I have this pattern (I am using php):
'/\[link\=((https?:\/\/)?([\da-z\.-]+)\.([a-z\.]{2,6})([\/\w \.-]*)*\/?)\]/i'
When i search for this string: http://phpquest.zapto.org/users/register.php
The matches are (The order is 0-5):
'[link=http://phpquest.zapto.org/users/register.php]'
'http://phpquest.zapto.org/users/register.php'
'http://'
'phpquest.zapto'
org
''
When I replace the *
with +
inside the last subpattern like that:
'/\[link\=((https?:\/\/)?([\da-z\.-]+)\.([a-z\.]{2,6})([\/\w \.-]+)*\/?)\]/i'
The matches are(The order is 0-5):
'[link=http://phpquest.zapto.org/users/register.php]'
'http://phpquest.zapto.org/users/register.php'
'http://'
'phpquest.zapto'
org
'/users/register.php'
Can someone help me understand the difference?
Maybe a simpler example is when you compare this to this.
The regexes involved are:
(a*)*
and
(a+)*
And the test string is aaaaaa
.
What happens is that after capturing the main group (in the example I provided, the series of a
's) it attempts to match more, but cannot. But wait! It can also match nothing, because *
means 0 or more times!
Therefore, after matching all the a
's, it will match and catch a 'nothing' and since only the last captured part is stored, you get '' as result of the capture group.
In (a+)*
, after matching and catching aaaaaa
, it cannot match or catch anything more (+
prevents it to match nothing, as opposed to *
) and hence, aaaaaa
is the last match.

- Data provided

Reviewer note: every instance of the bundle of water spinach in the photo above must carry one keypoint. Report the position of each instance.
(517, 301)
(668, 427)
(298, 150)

- Exercise instructions
a - From the regex thread, quote the passage starting with "The regexes involved" and going on through "or more times!".
b - In the regex thread, what does the last capture group hold once the * in the final subpattern is replaced with +?

- Results
a -
The regexes involved are:
(a*)*
and
(a+)*
And the test string is aaaaaa
.
What happens is that after capturing the main group (in the example I provided, the series of a
's) it attempts to match more, but cannot. But wait! It can also match nothing, because *
means 0 or more times!

b - '/users/register.php'